**DOCUMENT SEGMENT**
※

Same here. I'm not quite sure where I got my openness about homosexuality but as long as I can remember it was never an issue for me. Growing up in a small, religious, racist, conservative environment in rural Virginia, I certainly did not get positive impressions about homosexuality from family and friends, but I was fortunate in high school to have 2 brilliant teachers (and this was in the 70s) both of whom I realized even then were lesbians, though these things were never discussed. Given that these were the only, and I do mean ONLY, positive teacher role models I had in high school I just never questioned the rightness or wrongness of homosexuality; it just obviously was okay to be gay because these two extraordinary women were all the evidence I needed.

※

**SUPPLIED RECORDS**
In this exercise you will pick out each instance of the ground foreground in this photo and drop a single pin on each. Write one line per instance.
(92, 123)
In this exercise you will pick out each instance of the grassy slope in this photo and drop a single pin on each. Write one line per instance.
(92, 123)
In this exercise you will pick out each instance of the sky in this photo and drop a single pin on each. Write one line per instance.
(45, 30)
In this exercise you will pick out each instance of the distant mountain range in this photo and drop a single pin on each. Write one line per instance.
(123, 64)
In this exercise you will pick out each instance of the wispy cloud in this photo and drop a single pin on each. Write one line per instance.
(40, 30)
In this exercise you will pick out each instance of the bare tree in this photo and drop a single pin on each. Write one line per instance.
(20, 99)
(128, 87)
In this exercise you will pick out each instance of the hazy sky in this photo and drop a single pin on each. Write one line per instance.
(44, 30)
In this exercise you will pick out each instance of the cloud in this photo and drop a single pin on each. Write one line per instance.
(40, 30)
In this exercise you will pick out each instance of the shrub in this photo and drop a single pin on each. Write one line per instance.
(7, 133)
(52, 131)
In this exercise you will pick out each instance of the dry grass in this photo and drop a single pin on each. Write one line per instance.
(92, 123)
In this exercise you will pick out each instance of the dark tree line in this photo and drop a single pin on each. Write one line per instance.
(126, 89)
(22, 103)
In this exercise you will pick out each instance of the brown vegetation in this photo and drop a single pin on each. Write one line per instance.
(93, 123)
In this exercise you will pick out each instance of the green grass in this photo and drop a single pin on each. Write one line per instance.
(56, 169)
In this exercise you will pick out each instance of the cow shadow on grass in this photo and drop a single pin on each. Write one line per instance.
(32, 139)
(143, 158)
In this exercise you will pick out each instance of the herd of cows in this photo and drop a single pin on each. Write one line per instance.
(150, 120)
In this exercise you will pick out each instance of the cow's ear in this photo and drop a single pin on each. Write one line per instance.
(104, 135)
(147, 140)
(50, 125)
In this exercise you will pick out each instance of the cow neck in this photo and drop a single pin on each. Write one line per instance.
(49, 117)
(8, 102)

※

**OBJECTIVE A**
Please list the adjectives the passage places before the word "environment" when describing where the writer grew up.
**OBJECTIVE B**
From the listing, pull out every line that contains the string "tree".

**TASK SOLUTION A**
small, religious, racist, conservative

**TASK SOLUTION B**
In this exercise you will pick out each instance of the bare tree in this photo and drop a single pin on each. Write one line per instance.
In this exercise you will pick out each instance of the dark tree line in this photo and drop a single pin on each. Write one line per instance.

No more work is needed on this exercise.